WORKING DATA
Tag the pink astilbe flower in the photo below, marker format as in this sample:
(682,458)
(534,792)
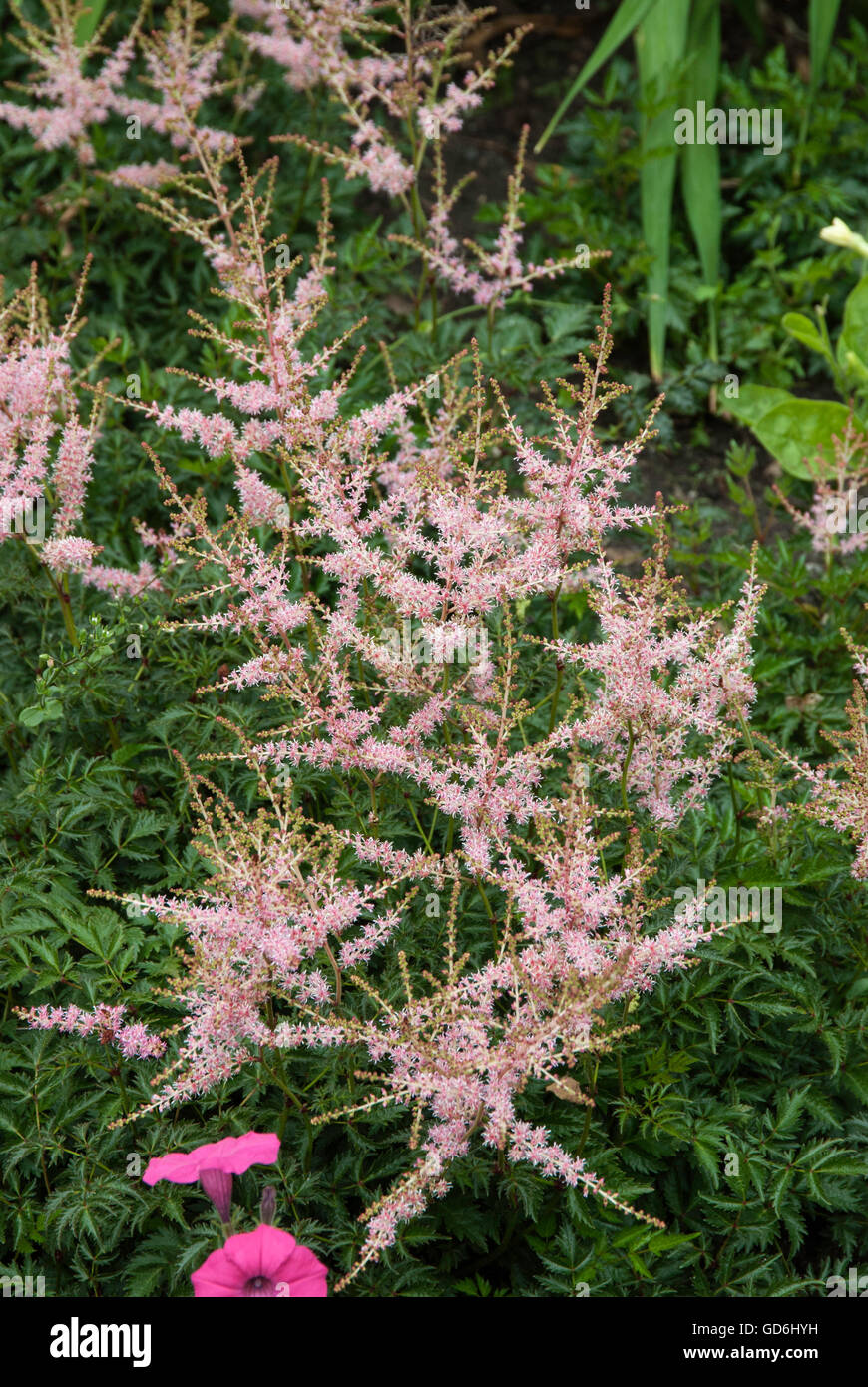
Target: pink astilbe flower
(135,1041)
(331,42)
(179,67)
(46,451)
(498,272)
(266,1262)
(839,792)
(833,519)
(402,523)
(68,100)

TASK BRIEF
Update the material above by swapping every "flower" for "bloom" and changing nothing else. Leave the pictures out of your version.

SOLUTION TO THE EXERCISE
Tag the pink astilbe bloom in the photo below, marker format as in this sample:
(682,458)
(534,792)
Target: pink astilbe bloom
(135,1041)
(331,42)
(179,67)
(46,451)
(498,272)
(266,1262)
(839,792)
(833,519)
(402,523)
(68,100)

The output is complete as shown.